• **Entries supplied**:
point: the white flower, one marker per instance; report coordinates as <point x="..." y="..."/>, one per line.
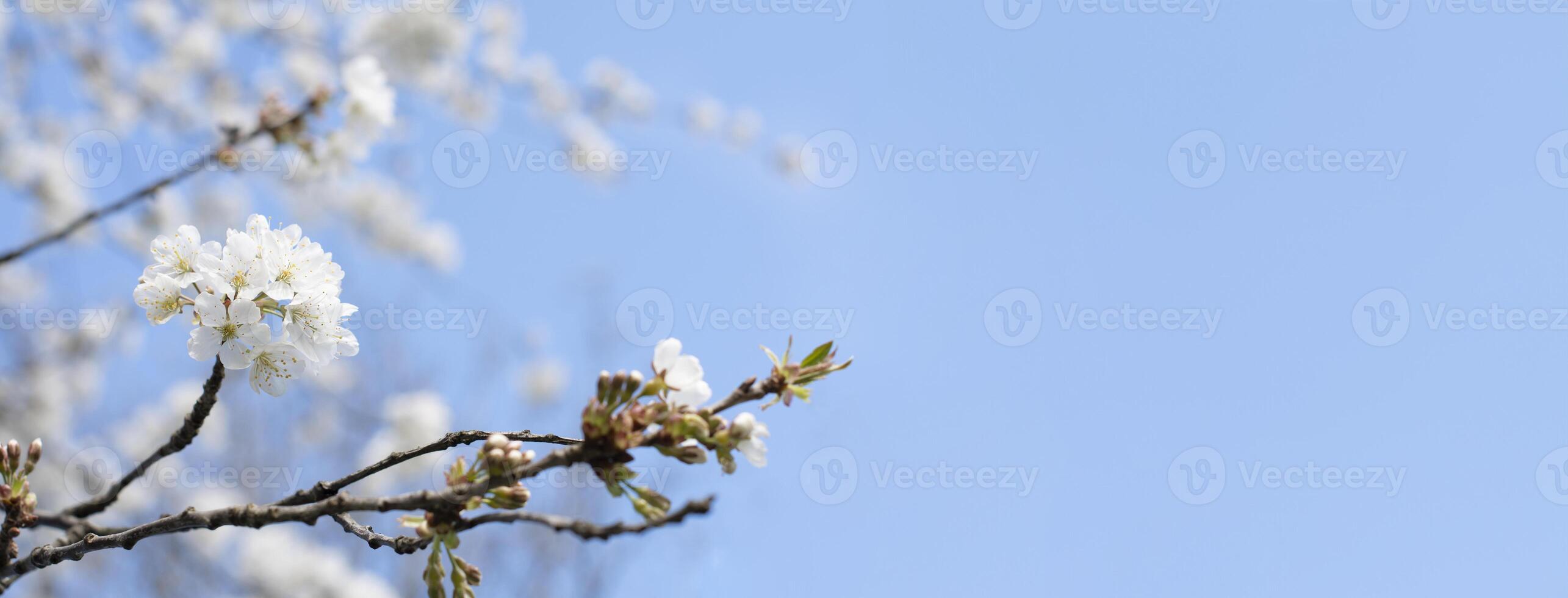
<point x="239" y="272"/>
<point x="178" y="254"/>
<point x="295" y="262"/>
<point x="750" y="432"/>
<point x="683" y="374"/>
<point x="228" y="332"/>
<point x="369" y="96"/>
<point x="159" y="295"/>
<point x="272" y="366"/>
<point x="315" y="325"/>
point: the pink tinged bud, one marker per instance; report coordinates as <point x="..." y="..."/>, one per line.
<point x="496" y="442"/>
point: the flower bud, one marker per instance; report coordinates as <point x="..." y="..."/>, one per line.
<point x="496" y="442"/>
<point x="34" y="454"/>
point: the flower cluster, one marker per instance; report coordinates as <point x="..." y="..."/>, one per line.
<point x="680" y="423"/>
<point x="234" y="286"/>
<point x="16" y="497"/>
<point x="496" y="459"/>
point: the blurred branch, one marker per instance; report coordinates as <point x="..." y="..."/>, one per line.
<point x="178" y="442"/>
<point x="325" y="498"/>
<point x="146" y="192"/>
<point x="322" y="490"/>
<point x="590" y="531"/>
<point x="400" y="545"/>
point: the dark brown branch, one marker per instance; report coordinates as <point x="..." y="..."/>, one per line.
<point x="322" y="490"/>
<point x="178" y="442"/>
<point x="587" y="530"/>
<point x="400" y="545"/>
<point x="153" y="187"/>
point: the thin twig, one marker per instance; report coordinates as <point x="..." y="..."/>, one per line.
<point x="590" y="531"/>
<point x="153" y="187"/>
<point x="178" y="442"/>
<point x="400" y="545"/>
<point x="322" y="490"/>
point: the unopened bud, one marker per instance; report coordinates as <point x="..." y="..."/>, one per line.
<point x="34" y="454"/>
<point x="496" y="442"/>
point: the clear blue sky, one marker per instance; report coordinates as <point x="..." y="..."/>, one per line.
<point x="1099" y="416"/>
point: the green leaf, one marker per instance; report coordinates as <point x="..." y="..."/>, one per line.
<point x="818" y="355"/>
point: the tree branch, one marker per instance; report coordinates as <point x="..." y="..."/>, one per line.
<point x="322" y="490"/>
<point x="178" y="442"/>
<point x="587" y="530"/>
<point x="400" y="545"/>
<point x="153" y="189"/>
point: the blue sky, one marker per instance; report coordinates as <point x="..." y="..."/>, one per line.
<point x="1272" y="264"/>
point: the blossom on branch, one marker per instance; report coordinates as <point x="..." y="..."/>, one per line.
<point x="259" y="272"/>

• **Goal**:
Repeat the material above word for word and skip every image in it.

• **Answer to this task**:
point: the white flower, one marker per instance; report coordinates as <point x="..." y="..."/>, one per line.
<point x="239" y="272"/>
<point x="178" y="254"/>
<point x="295" y="262"/>
<point x="750" y="432"/>
<point x="683" y="374"/>
<point x="228" y="332"/>
<point x="369" y="96"/>
<point x="159" y="295"/>
<point x="272" y="366"/>
<point x="315" y="325"/>
point: the pink tinged bud, one marker per instance; report coordinates as <point x="..." y="..."/>, one per line.
<point x="496" y="442"/>
point: the flower bud, one marker per instance; report coordinates as <point x="..." y="..."/>, one per line.
<point x="496" y="442"/>
<point x="34" y="454"/>
point: the flower cluster, one marker per instance; report coordinates as <point x="..." y="..."/>, one per line.
<point x="680" y="423"/>
<point x="234" y="286"/>
<point x="16" y="497"/>
<point x="496" y="459"/>
point: the blurred branch, one marker per instance; report coordinates as <point x="..." y="..."/>, one per line.
<point x="178" y="442"/>
<point x="325" y="498"/>
<point x="146" y="192"/>
<point x="322" y="490"/>
<point x="590" y="531"/>
<point x="400" y="545"/>
point: the dark brown branch, one marker per instance; report coordinates as <point x="..." y="..."/>, one per line.
<point x="322" y="490"/>
<point x="178" y="442"/>
<point x="587" y="530"/>
<point x="400" y="545"/>
<point x="153" y="187"/>
point: the thin twig, one marker per instance; report coordinates as <point x="..." y="..."/>, one per line.
<point x="590" y="531"/>
<point x="153" y="187"/>
<point x="178" y="442"/>
<point x="400" y="545"/>
<point x="322" y="490"/>
point: the unopened bud, one marker per instance; report coordinates as <point x="..." y="..."/>, one per line.
<point x="34" y="454"/>
<point x="496" y="442"/>
point: the clear blue sky, one marker per instance; report coordinates as <point x="..." y="..."/>, one per line.
<point x="1099" y="416"/>
point: the green leaf, one marker per instance; report coordinates as <point x="..." y="..."/>, one per line.
<point x="818" y="355"/>
point: the tree branch, one marker per instance; report coordinates as <point x="..." y="..."/>, one per line.
<point x="322" y="490"/>
<point x="178" y="442"/>
<point x="587" y="530"/>
<point x="400" y="545"/>
<point x="153" y="189"/>
point: the blue sky, one marker per instance; report coordinates as <point x="..." y="..."/>, one per line.
<point x="1272" y="264"/>
point: the blossom on branch, one marker per instance; report coordinates as <point x="..." y="..."/>, one per line.
<point x="259" y="272"/>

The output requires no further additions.